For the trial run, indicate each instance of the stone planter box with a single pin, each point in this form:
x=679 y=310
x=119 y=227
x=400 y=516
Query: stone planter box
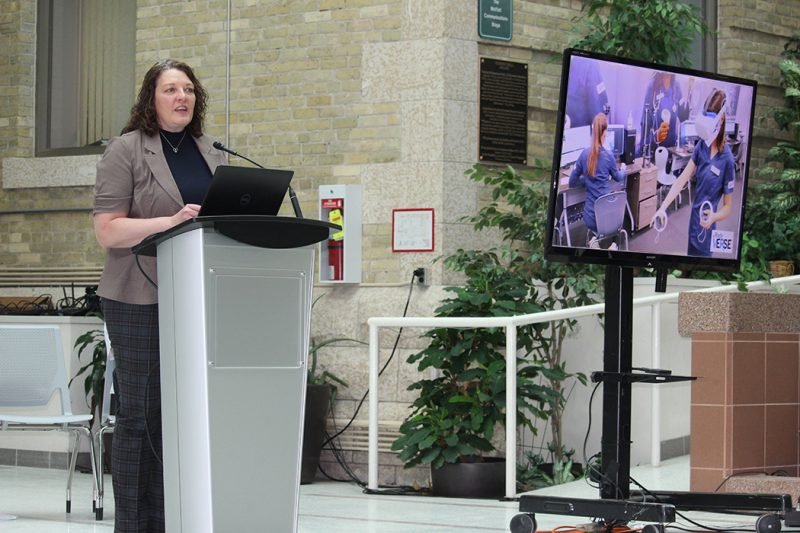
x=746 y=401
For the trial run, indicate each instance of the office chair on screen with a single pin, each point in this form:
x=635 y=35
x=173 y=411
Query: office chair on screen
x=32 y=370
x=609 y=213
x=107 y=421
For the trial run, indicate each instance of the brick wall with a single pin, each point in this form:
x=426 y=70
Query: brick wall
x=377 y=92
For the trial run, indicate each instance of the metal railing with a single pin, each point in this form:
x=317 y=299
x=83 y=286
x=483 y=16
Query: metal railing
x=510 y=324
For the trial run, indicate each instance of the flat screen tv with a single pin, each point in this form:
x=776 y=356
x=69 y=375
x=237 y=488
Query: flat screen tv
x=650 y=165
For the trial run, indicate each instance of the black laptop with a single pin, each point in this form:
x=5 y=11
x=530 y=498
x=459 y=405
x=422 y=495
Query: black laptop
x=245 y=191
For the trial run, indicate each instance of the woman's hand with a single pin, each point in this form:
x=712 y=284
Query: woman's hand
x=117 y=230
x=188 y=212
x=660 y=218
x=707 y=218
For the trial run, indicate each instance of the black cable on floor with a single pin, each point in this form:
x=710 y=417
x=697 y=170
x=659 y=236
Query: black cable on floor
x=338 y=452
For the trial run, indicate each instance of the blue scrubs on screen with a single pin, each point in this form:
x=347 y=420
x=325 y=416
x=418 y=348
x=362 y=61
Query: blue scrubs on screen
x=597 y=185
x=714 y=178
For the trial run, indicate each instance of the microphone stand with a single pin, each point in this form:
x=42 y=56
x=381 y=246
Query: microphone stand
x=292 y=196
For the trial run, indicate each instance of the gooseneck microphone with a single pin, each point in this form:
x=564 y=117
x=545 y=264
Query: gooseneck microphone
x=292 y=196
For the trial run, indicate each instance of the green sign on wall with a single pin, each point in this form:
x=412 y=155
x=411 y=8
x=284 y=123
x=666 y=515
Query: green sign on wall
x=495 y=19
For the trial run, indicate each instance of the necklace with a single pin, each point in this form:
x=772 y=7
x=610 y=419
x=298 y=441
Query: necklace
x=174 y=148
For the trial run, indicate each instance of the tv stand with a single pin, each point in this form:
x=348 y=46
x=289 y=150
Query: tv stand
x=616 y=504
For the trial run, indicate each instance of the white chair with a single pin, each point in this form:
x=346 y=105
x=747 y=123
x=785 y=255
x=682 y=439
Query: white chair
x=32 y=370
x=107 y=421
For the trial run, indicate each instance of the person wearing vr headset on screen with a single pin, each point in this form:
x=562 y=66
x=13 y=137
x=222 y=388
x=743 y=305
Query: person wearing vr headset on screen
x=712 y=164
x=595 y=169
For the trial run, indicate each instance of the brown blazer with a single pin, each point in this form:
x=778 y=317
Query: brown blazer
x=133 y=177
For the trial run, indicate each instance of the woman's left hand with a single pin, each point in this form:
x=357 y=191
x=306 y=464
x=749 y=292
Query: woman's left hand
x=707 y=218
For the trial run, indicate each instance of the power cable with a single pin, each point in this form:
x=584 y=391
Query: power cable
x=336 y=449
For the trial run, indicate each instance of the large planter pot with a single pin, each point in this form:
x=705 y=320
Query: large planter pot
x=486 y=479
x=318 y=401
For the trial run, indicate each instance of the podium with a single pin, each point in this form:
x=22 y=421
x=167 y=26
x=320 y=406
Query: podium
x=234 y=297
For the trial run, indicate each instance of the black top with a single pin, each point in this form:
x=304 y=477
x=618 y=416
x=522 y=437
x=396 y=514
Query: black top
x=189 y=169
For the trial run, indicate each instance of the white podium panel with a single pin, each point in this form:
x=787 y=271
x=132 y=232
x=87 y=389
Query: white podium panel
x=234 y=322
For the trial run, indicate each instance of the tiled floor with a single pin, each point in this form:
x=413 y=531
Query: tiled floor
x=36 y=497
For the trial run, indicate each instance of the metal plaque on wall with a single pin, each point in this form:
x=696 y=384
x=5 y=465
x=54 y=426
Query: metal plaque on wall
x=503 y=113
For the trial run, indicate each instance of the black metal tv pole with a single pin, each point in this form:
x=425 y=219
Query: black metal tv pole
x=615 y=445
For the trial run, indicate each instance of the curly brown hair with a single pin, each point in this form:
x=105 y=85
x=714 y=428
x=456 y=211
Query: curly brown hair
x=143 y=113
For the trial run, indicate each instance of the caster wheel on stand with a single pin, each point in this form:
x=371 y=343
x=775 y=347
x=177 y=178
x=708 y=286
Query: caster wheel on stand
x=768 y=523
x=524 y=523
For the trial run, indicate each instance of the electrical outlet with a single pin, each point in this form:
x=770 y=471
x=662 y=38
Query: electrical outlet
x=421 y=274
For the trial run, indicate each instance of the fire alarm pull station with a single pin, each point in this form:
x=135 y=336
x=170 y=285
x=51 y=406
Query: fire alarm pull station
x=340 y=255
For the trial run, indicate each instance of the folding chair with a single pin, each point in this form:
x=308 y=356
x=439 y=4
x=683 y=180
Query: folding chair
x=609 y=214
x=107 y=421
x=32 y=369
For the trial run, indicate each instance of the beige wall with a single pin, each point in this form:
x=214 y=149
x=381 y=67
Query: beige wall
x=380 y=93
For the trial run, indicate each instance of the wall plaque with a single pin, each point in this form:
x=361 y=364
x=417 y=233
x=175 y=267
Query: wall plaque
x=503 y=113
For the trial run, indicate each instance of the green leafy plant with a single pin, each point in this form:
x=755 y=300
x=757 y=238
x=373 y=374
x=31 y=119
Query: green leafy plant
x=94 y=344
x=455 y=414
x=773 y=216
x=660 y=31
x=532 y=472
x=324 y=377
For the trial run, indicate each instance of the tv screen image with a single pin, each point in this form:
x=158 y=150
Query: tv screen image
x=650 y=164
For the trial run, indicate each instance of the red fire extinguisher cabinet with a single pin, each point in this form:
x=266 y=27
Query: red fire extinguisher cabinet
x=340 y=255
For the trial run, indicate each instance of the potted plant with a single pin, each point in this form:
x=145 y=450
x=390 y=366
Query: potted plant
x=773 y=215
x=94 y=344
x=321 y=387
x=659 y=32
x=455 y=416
####
Format every line of the data above as a numbered list, skipping blank lines, and omit the pictures.

1. For the trial run, indicate each instance of the stone planter box with a single pin, each point in this form:
2. x=679 y=310
3. x=119 y=227
4. x=400 y=516
5. Query: stone planter box
6. x=746 y=401
7. For the trial run, indicate each instance of the office chair on screen with a single pin, each point in this form:
8. x=635 y=35
9. x=173 y=411
10. Query: office chair on screen
11. x=32 y=370
12. x=609 y=213
13. x=107 y=421
14. For the trial run, indicate each instance of the brick wall with a single pin, each point in this form:
15. x=426 y=70
16. Query: brick wall
17. x=377 y=92
18. For the trial run, indicate each instance of the metal railing with a single pin, each point in this form:
19. x=317 y=299
20. x=83 y=286
21. x=483 y=16
22. Query: metal railing
23. x=510 y=324
24. For the trial run, indicate each instance of the flat screen tv with a single pin, each point in this form:
25. x=776 y=356
26. x=69 y=375
27. x=237 y=488
28. Query: flat screen tv
29. x=650 y=165
30. For the trial run, indicate each instance of the black laptop with a single pin, each point in this form:
31. x=5 y=11
32. x=530 y=498
33. x=459 y=405
34. x=422 y=495
35. Query: black laptop
36. x=245 y=191
37. For the trial run, indicate each instance of the woman's hand with a single pin, each point in this form:
38. x=712 y=284
39. Query: woman's hand
40. x=117 y=230
41. x=188 y=212
42. x=660 y=218
43. x=707 y=218
44. For the trial run, indicate each instance of the black cable on floor with a single pin, each point in this form:
45. x=710 y=417
46. x=697 y=170
47. x=659 y=236
48. Query: black cable on floor
49. x=338 y=452
50. For the trial run, indicate each instance of the blue scrubs on screen with a single pin, each point in this form:
51. x=347 y=420
52. x=325 y=416
53. x=418 y=348
54. x=362 y=61
55. Query: blue scrubs on screen
56. x=597 y=185
57. x=714 y=178
58. For the trial run, indicate each instance of the microphone stand with a single pin, each point in this form:
59. x=42 y=56
60. x=381 y=246
61. Query: microphone stand
62. x=292 y=196
63. For the trial run, indicate each instance of the gooseneck microphone with a single pin, each point in this form:
64. x=564 y=117
65. x=545 y=264
66. Query: gooseneck microphone
67. x=292 y=196
68. For the trial run, indicate each instance of the green sign on wall with a single pin, each point in this form:
69. x=412 y=155
70. x=411 y=8
71. x=284 y=123
72. x=666 y=515
73. Query: green sign on wall
74. x=495 y=19
75. For the trial run, indicate each instance of the necklace with a single pin, each point in this form:
76. x=772 y=7
77. x=610 y=419
78. x=298 y=441
79. Query: necklace
80. x=174 y=148
81. For the trial run, indicate each instance of the tv stand with a single pin, each point in this form:
82. x=348 y=46
83. x=289 y=150
84. Query: tv stand
85. x=616 y=504
86. For the trial run, indicate each instance of the white chair with a single pin, each point in this form:
87. x=346 y=105
88. x=747 y=123
89. x=785 y=255
90. x=682 y=439
91. Query: white chair
92. x=32 y=370
93. x=107 y=421
94. For the trial run, indicate each instance of the person wearing vr headset on screen with a single pin, each point in this form:
95. x=562 y=66
96. x=13 y=137
97. x=222 y=388
98. x=743 y=305
99. Query: person wearing vr headset on screen
100. x=712 y=164
101. x=595 y=169
102. For the trial run, indicate each instance of the brown blazer with a single pin, each point in this form:
103. x=778 y=317
104. Query: brown blazer
105. x=133 y=177
106. For the trial run, indicate each instance of the woman's left hand with a single pin, each point in this form:
107. x=357 y=191
108. x=306 y=464
109. x=749 y=292
110. Query: woman's left hand
111. x=707 y=218
112. For the trial run, indicate each instance of the power cable with a single pin, each point in this form:
113. x=584 y=391
114. Query: power cable
115. x=336 y=449
116. For the trial run, indicate each instance of the large planter pot with a single pin, each point in this form:
117. x=705 y=320
118. Query: large planter pot
119. x=486 y=479
120. x=318 y=401
121. For the trial run, indicate each instance of the podium with a single pin, each point in this form:
122. x=22 y=421
123. x=167 y=26
124. x=320 y=406
125. Query: podium
126. x=234 y=297
127. For the trial run, indicate each instance of the black top with a single pin, each point in this form:
128. x=304 y=477
129. x=618 y=416
130. x=522 y=437
131. x=396 y=514
132. Query: black top
133. x=189 y=169
134. For the trial run, indicate each instance of the white podium panel with a single pin, each point in this form:
135. x=787 y=271
136. x=132 y=232
137. x=87 y=389
138. Query: white podium panel
139. x=234 y=322
140. For the trial run, indicate each instance of the tiled floor with a single pin, each point in this form:
141. x=413 y=531
142. Query: tiled floor
143. x=36 y=497
144. For the trial run, indicate each instance of the metal plaque on wall with a single pin, each point in this form:
145. x=696 y=384
146. x=5 y=465
147. x=54 y=426
148. Query: metal plaque on wall
149. x=503 y=113
150. For the trial run, indicate each instance of the black metal tv pole with a single pin, each point in this form:
151. x=425 y=219
152. Query: black metal tv pole
153. x=615 y=445
154. For the trial run, indicate each instance of the curly brown hair with a single pin, each point in this form:
155. x=105 y=85
156. x=714 y=428
157. x=456 y=211
158. Query: curly brown hair
159. x=143 y=113
160. For the trial run, indicate each instance of the caster wheel on stand with a single pin, each point in this form:
161. x=371 y=343
162. x=775 y=347
163. x=177 y=178
164. x=708 y=286
165. Query: caster wheel on stand
166. x=768 y=523
167. x=524 y=523
168. For the trial run, indicate each instance of the electrical outlet with a single pin, each point in this form:
169. x=770 y=471
170. x=662 y=38
171. Query: electrical outlet
172. x=421 y=274
173. For the trial run, indicate each instance of the fire alarm pull station with a single pin, each point in this form:
174. x=135 y=336
175. x=170 y=285
176. x=51 y=406
177. Query: fire alarm pull station
178. x=340 y=255
179. For the trial run, indicate each instance of the folding chair with a single pin, each point in this form:
180. x=308 y=356
181. x=439 y=4
182. x=683 y=180
183. Query: folding chair
184. x=609 y=214
185. x=107 y=421
186. x=32 y=369
187. For the trial run, indicate each instance of the beige wall with a single pin, each point in this form:
188. x=214 y=149
189. x=381 y=67
190. Query: beige wall
191. x=380 y=93
192. For the trial run, indicate each instance of the wall plaque with a single pin, each point in this form:
193. x=361 y=364
194. x=417 y=233
195. x=175 y=267
196. Query: wall plaque
197. x=503 y=113
198. For the trial run, indicate each instance of the green leafy plant with a single pin, each point in this form:
199. x=755 y=300
200. x=757 y=238
201. x=373 y=374
202. x=31 y=119
203. Query: green leafy plant
204. x=94 y=344
205. x=455 y=414
206. x=773 y=216
207. x=660 y=31
208. x=532 y=472
209. x=324 y=377
210. For the trial run, indicate each instance of the tv screen image with a single pin, each point in this form:
211. x=158 y=150
212. Query: tv screen image
213. x=650 y=164
214. For the trial run, indicate each instance of the red fire extinguisher cabinet with a single pin, each point in this form:
215. x=266 y=27
216. Query: red fire extinguisher cabinet
217. x=340 y=255
218. For the trial run, indicate each instance of the potted plant with a single pin, each point in this form:
219. x=145 y=450
220. x=390 y=366
221. Query: potted plant
222. x=773 y=215
223. x=94 y=344
224. x=321 y=387
225. x=659 y=32
226. x=455 y=416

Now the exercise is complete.